Esercizi da svolgere ▸
(A) Indica se ciascuna affermazione concorda con il brano sulle competenze dei lavoratori, rispondendo sì o no e citando testualmente le parole decisive: (i) secondo il rapporto dell'Ocse, il 18% dei lavoratori italiani ha un titolo di studio inferiore a quello richiesto dalla professione; (ii) le piccole e piccolissime ditte esprimono una domanda di competenze molto alta; (iii) il 6% dei lavoratori italiani è impiegato in settori che non corrispondono alla propria area di studio.
(B) Prosegui il brano sulle competenze dei lavoratori a partire dalla sua ultima frase.

***** Brano fornito

Il futuro si gioca sulle competenze (capiamolo)
Una conferma statistica viene dal Rapporto "Getting Skills Right: Italia", appena pubblicato dall'Ocse, secondo cui il 6% dei lavoratori italiani ha competenze insufficienti per svolgere le proprie mansioni lavorative, il 18% possiede un titolo di studio inferiore a quello richiesto dalla sua professione, il 35% è impiegato in settori che non corrispondono alla propria area di studio. Tutto questo si accompagna a un grande paradosso nel quale è avvitato oggi il nostro sistema imprenditoriale, che appare spaccato a metà: da una parte c'è un gruppo (ristretto) di imprese italiane di grandi e medie dimensioni ad alta produttività, che fanno grande fatica a trovare le competenze di alto livello di cui avrebbero bisogno, dall'altra parte c'è un corpo imprenditoriale fatto di piccole e piccolissime ditte, spesso incapaci di innovare prodotti e processi, che esprimono altrettanto spesso una domanda di competenze estremamente bassa. Ciò trascina l'Italia nel suo complesso – come rileva appunto l'Ocse – in un equilibrio caratterizzato da bassa innovazione, scarsa produttività, competenze inadeguate.

**********
***** Informazioni fornite

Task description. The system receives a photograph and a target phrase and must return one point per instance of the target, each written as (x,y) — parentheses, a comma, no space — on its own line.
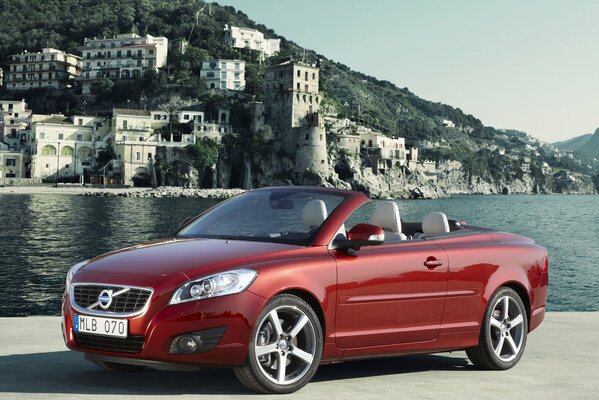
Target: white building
(15,117)
(223,74)
(122,56)
(50,68)
(137,134)
(13,164)
(384,152)
(67,145)
(247,38)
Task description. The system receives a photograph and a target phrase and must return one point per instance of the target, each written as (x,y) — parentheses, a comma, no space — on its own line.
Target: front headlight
(72,272)
(229,282)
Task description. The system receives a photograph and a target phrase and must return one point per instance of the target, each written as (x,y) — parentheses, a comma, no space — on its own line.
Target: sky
(530,65)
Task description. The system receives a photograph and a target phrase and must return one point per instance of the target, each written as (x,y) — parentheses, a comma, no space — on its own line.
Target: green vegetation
(64,24)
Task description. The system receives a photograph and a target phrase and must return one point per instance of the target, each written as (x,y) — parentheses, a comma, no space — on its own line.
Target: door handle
(432,262)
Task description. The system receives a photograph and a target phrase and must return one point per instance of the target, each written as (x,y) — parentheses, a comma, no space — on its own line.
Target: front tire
(503,333)
(285,347)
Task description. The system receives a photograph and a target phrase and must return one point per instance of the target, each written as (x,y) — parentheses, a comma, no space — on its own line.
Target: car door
(390,294)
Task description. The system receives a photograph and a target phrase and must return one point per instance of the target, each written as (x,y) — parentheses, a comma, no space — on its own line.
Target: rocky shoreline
(168,191)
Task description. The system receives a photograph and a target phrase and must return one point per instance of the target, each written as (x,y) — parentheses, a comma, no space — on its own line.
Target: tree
(102,88)
(172,108)
(203,154)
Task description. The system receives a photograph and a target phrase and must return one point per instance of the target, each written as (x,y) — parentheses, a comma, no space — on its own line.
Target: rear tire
(116,367)
(288,334)
(503,333)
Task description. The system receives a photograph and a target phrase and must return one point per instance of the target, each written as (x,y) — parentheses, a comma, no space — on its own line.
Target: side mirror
(361,235)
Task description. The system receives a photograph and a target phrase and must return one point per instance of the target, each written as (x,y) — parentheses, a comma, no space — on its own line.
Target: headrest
(434,223)
(314,213)
(386,215)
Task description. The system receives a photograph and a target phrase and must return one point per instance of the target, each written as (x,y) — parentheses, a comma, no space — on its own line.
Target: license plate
(101,326)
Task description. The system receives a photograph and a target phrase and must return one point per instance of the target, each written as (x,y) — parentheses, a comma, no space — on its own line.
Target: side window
(362,215)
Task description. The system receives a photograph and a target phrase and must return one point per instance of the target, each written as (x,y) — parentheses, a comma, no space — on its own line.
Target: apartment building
(247,38)
(15,119)
(122,56)
(49,68)
(223,74)
(67,146)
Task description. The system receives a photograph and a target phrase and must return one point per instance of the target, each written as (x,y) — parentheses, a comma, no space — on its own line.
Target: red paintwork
(382,300)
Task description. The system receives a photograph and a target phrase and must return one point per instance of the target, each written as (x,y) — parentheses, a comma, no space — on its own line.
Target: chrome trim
(108,313)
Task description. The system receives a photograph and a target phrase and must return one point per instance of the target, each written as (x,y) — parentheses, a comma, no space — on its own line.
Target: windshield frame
(344,195)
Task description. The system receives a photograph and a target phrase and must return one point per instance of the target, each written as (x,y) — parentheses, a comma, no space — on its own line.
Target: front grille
(132,344)
(129,301)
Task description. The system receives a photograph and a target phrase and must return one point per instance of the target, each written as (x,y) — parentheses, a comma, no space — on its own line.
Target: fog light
(187,344)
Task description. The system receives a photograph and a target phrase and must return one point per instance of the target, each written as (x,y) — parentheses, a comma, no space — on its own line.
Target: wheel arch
(312,302)
(524,295)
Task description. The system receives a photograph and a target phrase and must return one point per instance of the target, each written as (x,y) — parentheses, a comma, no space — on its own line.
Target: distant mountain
(584,145)
(573,144)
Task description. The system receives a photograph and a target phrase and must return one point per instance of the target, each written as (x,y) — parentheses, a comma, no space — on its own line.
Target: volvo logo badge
(105,298)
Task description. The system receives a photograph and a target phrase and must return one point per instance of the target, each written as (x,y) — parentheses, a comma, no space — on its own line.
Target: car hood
(153,263)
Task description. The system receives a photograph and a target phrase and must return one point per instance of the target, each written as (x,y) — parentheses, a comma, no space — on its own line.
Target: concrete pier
(561,362)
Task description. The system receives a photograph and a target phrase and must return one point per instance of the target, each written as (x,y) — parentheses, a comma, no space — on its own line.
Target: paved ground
(561,362)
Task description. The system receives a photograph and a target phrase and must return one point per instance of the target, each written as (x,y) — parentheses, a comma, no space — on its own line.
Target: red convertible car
(277,281)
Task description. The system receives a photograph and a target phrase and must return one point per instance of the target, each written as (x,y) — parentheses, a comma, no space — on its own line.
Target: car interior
(386,215)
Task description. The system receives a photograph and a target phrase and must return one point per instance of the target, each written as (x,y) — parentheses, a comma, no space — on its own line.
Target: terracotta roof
(127,111)
(56,120)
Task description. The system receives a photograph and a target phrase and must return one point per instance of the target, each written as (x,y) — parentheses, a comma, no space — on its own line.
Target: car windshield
(283,216)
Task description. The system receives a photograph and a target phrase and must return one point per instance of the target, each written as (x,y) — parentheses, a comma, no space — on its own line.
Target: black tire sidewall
(486,332)
(293,301)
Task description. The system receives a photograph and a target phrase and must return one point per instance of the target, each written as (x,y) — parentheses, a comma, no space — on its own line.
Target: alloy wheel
(286,345)
(506,328)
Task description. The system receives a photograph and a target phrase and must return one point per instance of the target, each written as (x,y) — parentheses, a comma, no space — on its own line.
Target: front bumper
(161,324)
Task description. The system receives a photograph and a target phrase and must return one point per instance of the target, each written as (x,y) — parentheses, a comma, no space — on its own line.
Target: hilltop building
(15,120)
(247,38)
(137,134)
(50,68)
(223,74)
(291,104)
(13,164)
(67,146)
(122,56)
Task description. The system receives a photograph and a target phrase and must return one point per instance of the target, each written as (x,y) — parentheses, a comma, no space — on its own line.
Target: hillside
(442,132)
(573,144)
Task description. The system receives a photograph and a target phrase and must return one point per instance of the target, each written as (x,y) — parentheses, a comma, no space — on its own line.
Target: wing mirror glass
(361,235)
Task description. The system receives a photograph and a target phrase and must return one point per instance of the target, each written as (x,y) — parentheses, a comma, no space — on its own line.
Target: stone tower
(291,104)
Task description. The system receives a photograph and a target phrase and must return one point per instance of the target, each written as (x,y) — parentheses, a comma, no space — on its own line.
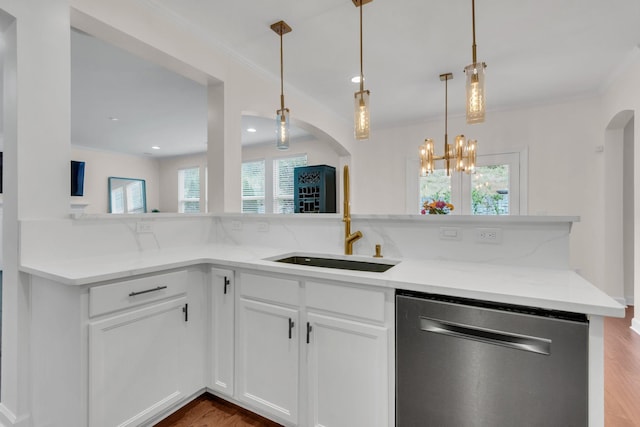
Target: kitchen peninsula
(113,321)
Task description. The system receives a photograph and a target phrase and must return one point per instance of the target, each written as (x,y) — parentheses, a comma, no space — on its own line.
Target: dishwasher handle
(488,336)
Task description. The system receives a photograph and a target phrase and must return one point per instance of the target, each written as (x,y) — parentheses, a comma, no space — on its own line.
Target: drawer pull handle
(291,325)
(309,329)
(157,288)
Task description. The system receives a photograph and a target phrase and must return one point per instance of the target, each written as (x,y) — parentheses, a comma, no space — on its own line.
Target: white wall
(627,206)
(100,165)
(623,95)
(561,141)
(318,152)
(244,90)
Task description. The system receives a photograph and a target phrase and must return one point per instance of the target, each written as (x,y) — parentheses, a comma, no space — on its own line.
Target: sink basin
(339,263)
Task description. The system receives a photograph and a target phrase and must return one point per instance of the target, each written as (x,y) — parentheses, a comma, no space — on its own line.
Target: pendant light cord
(281,75)
(361,67)
(473,27)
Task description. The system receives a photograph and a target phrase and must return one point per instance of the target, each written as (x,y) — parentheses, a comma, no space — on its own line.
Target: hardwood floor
(622,388)
(621,372)
(211,411)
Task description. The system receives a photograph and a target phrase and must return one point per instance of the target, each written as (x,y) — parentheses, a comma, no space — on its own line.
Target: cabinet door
(348,373)
(222,321)
(136,362)
(268,358)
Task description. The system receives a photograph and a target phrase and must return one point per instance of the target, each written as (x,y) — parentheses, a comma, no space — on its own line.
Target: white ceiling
(537,52)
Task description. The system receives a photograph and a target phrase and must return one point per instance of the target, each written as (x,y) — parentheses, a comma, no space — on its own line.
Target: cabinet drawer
(131,293)
(270,288)
(363,303)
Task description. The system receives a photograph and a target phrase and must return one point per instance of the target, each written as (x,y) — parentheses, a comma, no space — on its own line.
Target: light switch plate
(450,233)
(144,227)
(488,235)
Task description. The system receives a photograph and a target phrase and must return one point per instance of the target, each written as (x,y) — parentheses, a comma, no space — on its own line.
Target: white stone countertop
(535,287)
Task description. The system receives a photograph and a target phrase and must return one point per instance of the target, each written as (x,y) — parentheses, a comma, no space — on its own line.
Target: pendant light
(475,80)
(361,98)
(282,115)
(460,157)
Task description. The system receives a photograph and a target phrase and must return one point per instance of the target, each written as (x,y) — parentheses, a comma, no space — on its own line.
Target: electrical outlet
(450,233)
(488,235)
(144,227)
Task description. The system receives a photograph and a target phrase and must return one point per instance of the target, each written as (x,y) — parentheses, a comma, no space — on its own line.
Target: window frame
(269,182)
(182,200)
(244,198)
(461,183)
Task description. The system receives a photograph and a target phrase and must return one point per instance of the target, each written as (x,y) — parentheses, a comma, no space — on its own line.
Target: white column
(36,167)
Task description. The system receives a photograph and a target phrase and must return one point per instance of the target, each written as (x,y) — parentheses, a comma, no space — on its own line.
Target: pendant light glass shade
(282,129)
(282,115)
(476,100)
(361,115)
(361,98)
(475,92)
(427,164)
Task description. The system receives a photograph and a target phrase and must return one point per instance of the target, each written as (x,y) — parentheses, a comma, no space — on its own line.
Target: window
(490,190)
(496,188)
(189,190)
(435,186)
(283,182)
(267,186)
(253,187)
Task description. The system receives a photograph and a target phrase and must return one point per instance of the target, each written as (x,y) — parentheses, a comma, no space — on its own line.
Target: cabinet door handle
(226,283)
(291,325)
(157,288)
(309,329)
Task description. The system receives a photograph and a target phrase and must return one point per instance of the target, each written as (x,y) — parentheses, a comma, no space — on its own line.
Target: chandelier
(460,156)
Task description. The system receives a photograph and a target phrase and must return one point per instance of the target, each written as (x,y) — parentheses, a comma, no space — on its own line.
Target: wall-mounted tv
(77,178)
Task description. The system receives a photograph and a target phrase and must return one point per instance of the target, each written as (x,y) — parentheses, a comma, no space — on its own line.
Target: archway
(619,207)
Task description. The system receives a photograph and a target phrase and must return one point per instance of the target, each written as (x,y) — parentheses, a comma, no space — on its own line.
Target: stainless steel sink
(339,263)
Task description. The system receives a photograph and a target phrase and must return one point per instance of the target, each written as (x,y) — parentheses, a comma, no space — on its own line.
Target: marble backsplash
(535,241)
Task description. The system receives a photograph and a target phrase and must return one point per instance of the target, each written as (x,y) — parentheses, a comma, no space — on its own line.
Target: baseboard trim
(9,419)
(635,325)
(621,300)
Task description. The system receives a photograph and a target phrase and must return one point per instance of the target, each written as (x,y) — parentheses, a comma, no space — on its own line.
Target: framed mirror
(127,195)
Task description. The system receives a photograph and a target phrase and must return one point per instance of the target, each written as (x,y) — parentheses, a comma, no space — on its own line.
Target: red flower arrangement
(436,207)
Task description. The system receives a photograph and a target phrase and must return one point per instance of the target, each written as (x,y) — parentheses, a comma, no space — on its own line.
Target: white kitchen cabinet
(343,351)
(347,369)
(222,303)
(269,358)
(136,362)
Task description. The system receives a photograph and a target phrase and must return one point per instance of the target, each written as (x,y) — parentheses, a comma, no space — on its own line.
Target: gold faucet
(349,238)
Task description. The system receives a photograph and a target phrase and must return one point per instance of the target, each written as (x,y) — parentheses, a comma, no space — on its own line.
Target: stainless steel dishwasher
(462,362)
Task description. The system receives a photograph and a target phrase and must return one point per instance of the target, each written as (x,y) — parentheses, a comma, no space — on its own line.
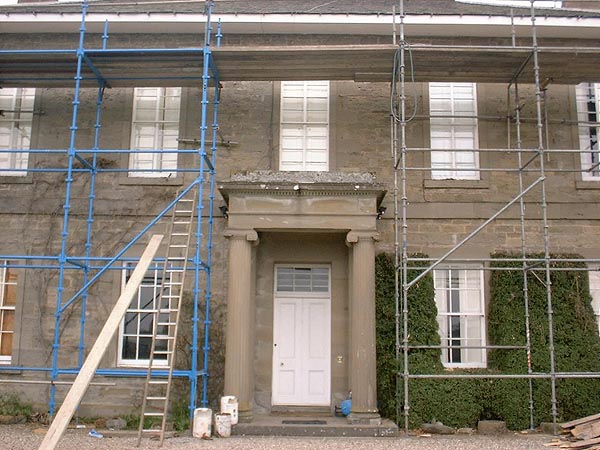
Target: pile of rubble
(581,433)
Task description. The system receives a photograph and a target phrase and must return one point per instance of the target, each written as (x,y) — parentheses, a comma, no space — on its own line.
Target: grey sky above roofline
(316,7)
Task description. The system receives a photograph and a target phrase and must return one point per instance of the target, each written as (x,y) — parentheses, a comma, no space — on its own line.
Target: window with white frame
(8,300)
(518,3)
(588,95)
(291,279)
(155,130)
(453,131)
(594,277)
(16,117)
(461,317)
(304,127)
(137,327)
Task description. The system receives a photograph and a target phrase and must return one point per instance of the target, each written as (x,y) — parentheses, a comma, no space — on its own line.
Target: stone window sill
(10,179)
(456,184)
(587,184)
(151,181)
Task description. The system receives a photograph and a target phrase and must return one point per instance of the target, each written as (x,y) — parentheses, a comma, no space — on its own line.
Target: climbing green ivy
(462,402)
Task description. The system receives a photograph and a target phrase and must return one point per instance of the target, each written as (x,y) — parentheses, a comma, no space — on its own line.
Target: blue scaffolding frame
(85,160)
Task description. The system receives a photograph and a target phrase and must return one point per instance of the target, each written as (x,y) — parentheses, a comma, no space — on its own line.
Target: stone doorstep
(334,427)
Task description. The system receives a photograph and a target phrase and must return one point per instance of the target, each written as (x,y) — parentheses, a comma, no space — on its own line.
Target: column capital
(249,235)
(354,236)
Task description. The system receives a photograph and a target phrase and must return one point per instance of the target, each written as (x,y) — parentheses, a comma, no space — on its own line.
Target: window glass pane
(459,300)
(6,344)
(451,133)
(588,109)
(155,126)
(138,324)
(304,130)
(302,279)
(15,128)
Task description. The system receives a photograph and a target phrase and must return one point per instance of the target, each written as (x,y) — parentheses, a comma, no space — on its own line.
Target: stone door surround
(303,202)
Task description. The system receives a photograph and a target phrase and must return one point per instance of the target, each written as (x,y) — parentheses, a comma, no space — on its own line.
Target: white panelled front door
(302,348)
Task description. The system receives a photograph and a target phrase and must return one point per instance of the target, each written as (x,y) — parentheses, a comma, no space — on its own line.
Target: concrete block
(491,427)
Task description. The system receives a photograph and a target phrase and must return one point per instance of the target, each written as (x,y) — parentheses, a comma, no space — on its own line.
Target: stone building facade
(293,256)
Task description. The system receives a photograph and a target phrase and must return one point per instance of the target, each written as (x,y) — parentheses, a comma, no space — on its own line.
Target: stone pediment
(268,200)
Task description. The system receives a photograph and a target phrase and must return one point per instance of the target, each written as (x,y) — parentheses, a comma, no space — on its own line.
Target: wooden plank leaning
(83,379)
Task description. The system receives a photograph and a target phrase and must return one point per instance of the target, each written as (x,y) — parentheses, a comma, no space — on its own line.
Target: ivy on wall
(462,402)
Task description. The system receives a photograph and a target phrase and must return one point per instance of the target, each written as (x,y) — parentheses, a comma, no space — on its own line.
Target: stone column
(362,328)
(239,338)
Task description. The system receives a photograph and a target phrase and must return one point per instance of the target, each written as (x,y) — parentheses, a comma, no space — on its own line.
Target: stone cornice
(302,189)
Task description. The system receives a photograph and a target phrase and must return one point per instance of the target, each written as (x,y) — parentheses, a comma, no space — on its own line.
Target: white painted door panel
(301,351)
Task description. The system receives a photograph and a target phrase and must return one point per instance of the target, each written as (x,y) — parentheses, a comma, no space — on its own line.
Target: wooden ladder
(166,318)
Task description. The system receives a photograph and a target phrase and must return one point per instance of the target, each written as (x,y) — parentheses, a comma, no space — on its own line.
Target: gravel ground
(23,437)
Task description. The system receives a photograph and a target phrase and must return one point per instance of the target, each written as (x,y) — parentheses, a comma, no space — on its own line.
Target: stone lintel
(354,236)
(248,234)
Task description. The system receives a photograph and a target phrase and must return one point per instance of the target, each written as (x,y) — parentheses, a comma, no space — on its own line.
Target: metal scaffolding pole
(544,207)
(62,259)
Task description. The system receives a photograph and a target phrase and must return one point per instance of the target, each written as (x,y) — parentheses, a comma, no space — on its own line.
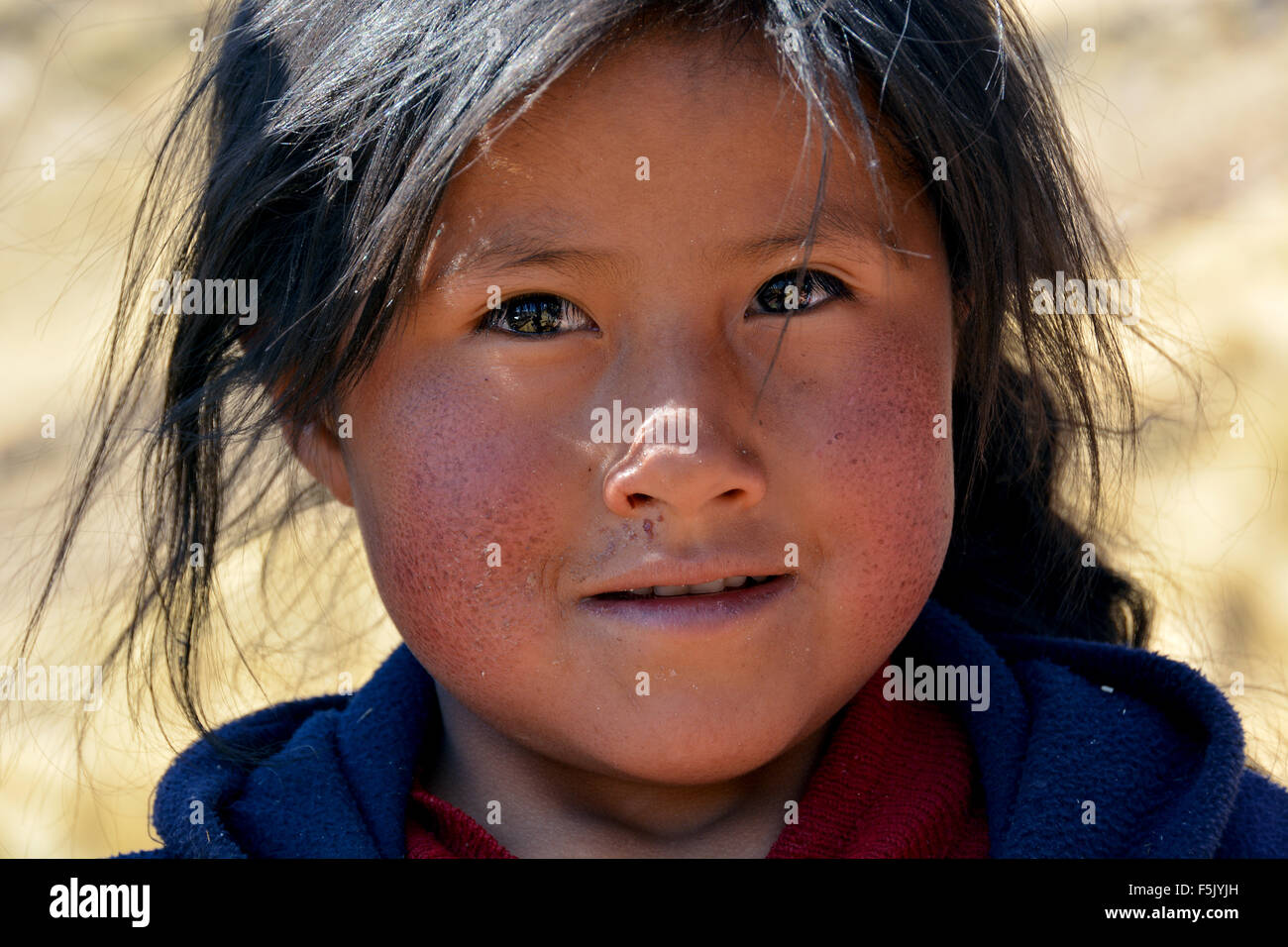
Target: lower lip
(711,612)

**********

Risultati degli esercizi ▸
(A)
(i) Sì: "il 18% possiede un titolo di studio inferiore a quello richiesto dalla sua professione".
(ii) No: "esprimono altrettanto spesso una domanda di competenze estremamente bassa".
(iii) No: "il 35% è impiegato in settori che non corrispondono alla propria area di studio".

(B)
Come uscire da questa trappola? Con una serie di salti culturali (non facili, per definizione): tra questi considero vitale la diffusione del virus del giusto merito in tutti gli ambiti lavorativi, sino a "sanzionare" i capi che favoriscono l'avanzamento di collaboratori privi di competenze, e legando più fortemente le retribuzioni ai risultati raggiunti. Ci deve essere spazio e dignità per tutti, ma se il futuro si gioca sulle competenze, non possiamo perdere la partita prima di iniziarla.